You see someone get assaulted. The cops ask you come down to the police station to check out a photo lineup.

You pick the wrong person. It wasn’t malicious on your part – it was normal. Witnesses often identify the wrong suspect, according to Lara Zarowsky, policy director for The Innocence Project Northwest.

She says mistaken eyewitness identification is the leading cause of wrongful conviction – a contributing factor in 74 percent of cases in which the accused were later found innocent.

“At the most basic level there's nothing wrong with doing a lineup,” Zarowsky says. The problem, she says, lies in how they’re conducted.

She says the person administering the lineup or handling the witness should not know who the suspect is – that could sway the witness.

And the lineup should be made up of people who resemble the description given by the witness – rather than a row of people who look like the person the police suspect.

Problem. Continue the piece on eyewitness identification in police lineups from the point where it ends.

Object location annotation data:
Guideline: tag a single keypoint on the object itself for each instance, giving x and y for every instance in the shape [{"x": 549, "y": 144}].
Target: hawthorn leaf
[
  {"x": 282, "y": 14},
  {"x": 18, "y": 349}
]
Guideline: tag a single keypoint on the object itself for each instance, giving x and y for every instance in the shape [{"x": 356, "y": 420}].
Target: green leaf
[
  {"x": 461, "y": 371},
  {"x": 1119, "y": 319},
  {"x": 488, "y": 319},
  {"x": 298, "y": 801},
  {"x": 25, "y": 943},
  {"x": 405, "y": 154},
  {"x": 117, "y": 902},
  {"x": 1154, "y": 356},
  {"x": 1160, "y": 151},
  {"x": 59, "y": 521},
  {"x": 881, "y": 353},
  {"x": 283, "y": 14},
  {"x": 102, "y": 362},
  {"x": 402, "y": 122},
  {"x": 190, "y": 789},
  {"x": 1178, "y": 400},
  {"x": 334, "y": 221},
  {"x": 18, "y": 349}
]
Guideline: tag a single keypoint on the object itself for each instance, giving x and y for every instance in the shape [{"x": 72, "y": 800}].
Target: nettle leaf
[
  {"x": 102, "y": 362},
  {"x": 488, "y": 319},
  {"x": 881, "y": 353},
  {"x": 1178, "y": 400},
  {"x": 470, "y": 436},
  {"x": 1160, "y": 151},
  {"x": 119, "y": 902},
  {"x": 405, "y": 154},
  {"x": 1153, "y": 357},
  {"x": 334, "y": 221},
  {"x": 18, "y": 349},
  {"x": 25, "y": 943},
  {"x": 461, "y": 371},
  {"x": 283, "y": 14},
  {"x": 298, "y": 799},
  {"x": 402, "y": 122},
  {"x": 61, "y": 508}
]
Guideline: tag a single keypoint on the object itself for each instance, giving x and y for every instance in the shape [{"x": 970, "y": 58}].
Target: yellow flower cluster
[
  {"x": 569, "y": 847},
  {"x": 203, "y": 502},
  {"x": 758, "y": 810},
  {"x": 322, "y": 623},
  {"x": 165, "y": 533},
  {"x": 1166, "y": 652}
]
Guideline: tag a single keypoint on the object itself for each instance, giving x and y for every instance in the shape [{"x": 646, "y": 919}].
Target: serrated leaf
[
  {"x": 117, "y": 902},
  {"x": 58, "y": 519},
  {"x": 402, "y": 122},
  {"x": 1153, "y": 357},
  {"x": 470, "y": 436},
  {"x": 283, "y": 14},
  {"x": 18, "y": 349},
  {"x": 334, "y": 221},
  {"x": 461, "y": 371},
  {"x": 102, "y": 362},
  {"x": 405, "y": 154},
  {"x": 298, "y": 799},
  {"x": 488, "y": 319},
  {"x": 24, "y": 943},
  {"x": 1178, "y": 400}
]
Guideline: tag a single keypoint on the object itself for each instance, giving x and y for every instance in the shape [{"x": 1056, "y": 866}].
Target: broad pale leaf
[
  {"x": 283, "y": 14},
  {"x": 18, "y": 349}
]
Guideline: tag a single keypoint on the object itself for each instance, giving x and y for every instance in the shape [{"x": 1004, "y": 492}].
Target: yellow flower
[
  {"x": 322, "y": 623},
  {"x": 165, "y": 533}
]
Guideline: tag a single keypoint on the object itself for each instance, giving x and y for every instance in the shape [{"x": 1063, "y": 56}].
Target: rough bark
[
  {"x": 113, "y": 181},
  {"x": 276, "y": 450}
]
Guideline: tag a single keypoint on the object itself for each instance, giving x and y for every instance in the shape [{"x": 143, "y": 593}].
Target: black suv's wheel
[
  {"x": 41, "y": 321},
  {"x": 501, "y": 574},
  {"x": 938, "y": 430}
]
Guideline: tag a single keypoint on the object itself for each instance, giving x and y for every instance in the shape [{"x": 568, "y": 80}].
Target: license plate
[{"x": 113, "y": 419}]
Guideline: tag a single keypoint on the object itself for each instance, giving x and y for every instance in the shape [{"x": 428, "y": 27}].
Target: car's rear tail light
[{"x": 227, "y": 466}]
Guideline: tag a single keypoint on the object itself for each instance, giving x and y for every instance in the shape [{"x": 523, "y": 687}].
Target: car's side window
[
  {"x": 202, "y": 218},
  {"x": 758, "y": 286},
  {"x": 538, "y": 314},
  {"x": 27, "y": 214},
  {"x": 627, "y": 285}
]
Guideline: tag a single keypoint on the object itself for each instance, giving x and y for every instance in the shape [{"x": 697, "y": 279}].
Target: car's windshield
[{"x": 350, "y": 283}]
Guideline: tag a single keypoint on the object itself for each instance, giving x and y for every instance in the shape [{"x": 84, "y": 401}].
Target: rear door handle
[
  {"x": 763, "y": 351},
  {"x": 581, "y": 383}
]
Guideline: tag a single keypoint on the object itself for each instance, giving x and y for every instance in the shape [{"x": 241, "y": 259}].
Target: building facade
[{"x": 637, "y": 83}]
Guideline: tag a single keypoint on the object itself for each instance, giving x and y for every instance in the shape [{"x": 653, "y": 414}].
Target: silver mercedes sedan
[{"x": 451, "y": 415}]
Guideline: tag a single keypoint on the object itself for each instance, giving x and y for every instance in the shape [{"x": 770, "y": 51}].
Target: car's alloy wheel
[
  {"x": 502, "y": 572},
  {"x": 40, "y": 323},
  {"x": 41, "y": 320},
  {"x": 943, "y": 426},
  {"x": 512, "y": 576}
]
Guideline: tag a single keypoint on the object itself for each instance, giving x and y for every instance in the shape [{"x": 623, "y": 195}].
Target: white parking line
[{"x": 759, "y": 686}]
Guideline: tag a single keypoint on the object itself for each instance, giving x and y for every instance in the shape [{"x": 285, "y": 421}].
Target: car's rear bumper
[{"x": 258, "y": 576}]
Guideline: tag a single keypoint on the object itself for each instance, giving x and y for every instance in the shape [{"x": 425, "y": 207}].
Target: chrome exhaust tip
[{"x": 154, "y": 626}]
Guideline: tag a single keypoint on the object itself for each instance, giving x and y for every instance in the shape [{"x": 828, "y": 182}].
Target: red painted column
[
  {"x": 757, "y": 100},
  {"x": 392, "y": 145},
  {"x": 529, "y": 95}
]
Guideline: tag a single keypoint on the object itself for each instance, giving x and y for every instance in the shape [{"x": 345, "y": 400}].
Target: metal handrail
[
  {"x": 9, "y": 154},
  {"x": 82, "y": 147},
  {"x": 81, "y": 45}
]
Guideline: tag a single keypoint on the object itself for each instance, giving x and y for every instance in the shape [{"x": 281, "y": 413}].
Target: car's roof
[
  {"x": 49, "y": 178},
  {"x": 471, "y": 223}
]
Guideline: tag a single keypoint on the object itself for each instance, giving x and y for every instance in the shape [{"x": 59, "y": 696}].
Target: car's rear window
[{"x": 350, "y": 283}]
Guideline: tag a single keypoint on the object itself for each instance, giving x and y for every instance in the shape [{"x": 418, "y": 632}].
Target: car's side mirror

Task result.
Witnesses also should be told that their person may not be in the lineup, she says. Many feel the need to identify someone, fearing the investigation would end if they don’t.

Zarowsky said the lineup can also clear an innocent person, which she says is just as important as finding the actual perpetrator.

Finally, police should ask the witness to complete a confidence statement.

“There's a phenomenon particularly in terms of weak memory IDs, where a person will become more and more confident,” she says. “By the time the trial comes around, what may have been a sort of weak identification, they've now become 150 percent sure that this was the person who did it.”

In Washington state, co-defendants Larry Davis and Alan Northrop were wrongfully convicted of rape in La Center, Washington, in 1993. A house cleaner said that two men, one with dark hair and one with blond hair, had attacked her. Police put a description out to the public, and someone noted that Davis and Northrop were friends in the area who fit that description.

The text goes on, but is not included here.